### Task details
Pick out every row that contains the word "positive" and copy each of those rows in full.
Data provided Start Marker
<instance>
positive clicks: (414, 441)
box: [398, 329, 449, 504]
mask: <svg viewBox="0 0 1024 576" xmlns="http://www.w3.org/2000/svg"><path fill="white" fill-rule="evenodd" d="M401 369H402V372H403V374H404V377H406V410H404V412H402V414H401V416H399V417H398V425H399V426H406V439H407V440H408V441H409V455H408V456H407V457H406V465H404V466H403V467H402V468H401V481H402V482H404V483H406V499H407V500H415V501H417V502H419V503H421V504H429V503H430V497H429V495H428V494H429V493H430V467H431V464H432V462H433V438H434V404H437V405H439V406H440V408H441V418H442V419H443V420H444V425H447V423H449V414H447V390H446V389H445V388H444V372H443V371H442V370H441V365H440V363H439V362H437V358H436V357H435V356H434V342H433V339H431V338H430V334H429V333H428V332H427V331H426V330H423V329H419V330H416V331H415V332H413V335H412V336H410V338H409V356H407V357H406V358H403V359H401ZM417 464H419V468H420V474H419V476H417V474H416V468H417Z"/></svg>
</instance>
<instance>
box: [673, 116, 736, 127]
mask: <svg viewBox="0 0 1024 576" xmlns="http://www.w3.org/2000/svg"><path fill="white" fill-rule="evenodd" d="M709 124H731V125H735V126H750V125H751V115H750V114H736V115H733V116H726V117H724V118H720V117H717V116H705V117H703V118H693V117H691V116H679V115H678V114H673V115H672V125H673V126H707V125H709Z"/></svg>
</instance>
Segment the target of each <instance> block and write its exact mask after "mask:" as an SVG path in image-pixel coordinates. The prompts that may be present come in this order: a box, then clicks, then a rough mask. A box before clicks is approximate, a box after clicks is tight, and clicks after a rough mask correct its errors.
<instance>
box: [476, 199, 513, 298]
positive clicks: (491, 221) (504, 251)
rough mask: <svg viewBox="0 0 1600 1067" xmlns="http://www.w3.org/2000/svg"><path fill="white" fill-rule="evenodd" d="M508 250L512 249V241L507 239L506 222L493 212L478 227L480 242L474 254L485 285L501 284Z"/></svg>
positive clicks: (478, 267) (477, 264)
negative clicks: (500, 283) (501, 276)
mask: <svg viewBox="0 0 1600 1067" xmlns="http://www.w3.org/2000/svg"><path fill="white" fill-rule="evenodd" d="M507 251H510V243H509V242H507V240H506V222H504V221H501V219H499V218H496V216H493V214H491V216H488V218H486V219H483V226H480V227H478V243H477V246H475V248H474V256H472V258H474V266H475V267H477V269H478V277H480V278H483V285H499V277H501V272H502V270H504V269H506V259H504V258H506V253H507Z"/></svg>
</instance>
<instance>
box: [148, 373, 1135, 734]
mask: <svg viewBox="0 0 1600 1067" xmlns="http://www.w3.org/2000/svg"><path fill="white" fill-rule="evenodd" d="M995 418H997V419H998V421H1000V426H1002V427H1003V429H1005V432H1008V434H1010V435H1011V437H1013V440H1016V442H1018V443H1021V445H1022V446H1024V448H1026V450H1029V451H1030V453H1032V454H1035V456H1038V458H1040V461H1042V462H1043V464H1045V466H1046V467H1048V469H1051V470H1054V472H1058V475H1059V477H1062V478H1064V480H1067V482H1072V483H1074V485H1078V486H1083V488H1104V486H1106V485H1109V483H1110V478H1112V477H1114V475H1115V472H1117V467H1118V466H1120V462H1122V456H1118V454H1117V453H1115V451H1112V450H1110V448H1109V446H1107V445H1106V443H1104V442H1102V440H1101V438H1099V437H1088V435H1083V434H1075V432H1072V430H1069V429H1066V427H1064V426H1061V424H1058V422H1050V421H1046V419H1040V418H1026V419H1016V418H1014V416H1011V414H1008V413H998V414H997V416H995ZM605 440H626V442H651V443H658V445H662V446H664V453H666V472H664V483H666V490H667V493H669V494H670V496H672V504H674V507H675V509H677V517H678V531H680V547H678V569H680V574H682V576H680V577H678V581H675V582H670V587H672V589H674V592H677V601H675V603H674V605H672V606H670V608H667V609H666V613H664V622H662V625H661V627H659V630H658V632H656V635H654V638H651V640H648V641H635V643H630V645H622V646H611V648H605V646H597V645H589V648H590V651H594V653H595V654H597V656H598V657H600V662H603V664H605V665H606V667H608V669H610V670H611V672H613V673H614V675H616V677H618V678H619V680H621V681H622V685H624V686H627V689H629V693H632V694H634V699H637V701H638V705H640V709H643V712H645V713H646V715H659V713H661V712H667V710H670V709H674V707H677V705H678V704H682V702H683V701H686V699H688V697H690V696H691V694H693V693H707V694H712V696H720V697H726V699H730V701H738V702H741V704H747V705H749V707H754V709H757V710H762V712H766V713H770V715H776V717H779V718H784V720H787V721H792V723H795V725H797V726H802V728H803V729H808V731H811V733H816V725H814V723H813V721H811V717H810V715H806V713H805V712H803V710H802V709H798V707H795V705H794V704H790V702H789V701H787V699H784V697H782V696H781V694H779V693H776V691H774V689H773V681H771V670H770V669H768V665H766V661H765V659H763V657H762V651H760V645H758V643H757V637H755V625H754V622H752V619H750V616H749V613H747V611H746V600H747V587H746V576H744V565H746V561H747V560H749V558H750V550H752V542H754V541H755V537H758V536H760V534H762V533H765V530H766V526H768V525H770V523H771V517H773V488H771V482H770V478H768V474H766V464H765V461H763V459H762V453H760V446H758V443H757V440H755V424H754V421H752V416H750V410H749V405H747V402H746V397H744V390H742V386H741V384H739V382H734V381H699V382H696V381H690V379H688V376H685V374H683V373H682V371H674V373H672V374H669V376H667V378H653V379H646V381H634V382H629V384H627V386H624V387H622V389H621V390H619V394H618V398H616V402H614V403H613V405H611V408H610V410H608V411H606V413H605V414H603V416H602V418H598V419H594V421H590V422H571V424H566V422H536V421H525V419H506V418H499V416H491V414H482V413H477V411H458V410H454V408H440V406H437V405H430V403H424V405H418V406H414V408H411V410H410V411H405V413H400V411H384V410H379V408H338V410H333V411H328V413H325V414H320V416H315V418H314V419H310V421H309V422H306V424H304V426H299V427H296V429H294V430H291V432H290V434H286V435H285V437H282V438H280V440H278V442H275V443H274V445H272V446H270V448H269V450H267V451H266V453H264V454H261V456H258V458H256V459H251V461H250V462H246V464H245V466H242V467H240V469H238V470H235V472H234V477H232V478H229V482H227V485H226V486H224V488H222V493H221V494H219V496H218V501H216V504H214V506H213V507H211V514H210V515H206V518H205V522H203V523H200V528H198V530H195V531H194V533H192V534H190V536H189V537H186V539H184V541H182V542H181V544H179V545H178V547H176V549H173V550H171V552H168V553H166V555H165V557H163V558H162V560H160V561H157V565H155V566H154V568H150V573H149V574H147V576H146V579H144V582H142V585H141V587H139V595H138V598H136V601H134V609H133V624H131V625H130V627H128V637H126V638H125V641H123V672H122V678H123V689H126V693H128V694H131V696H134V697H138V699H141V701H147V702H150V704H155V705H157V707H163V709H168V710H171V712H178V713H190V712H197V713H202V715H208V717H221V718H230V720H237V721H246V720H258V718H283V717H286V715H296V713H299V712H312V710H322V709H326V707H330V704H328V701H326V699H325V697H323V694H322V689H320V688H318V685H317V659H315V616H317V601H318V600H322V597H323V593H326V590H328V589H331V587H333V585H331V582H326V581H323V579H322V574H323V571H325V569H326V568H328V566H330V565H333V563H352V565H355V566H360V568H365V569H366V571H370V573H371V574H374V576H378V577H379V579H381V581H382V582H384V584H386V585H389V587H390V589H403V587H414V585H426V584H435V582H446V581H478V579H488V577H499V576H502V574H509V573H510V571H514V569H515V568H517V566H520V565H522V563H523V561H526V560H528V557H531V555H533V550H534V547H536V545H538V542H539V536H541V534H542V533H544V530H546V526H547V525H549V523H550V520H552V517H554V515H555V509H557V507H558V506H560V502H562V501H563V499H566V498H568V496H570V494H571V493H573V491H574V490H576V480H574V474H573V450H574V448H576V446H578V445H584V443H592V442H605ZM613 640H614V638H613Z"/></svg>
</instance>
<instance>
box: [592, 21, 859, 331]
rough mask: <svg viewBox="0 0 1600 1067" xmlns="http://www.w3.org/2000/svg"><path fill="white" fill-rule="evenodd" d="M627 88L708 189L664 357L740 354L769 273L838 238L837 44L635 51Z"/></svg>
Data provided End Marker
### Exercise answer
positive clicks: (414, 441)
positive clicks: (491, 221) (504, 251)
positive clicks: (478, 267) (477, 264)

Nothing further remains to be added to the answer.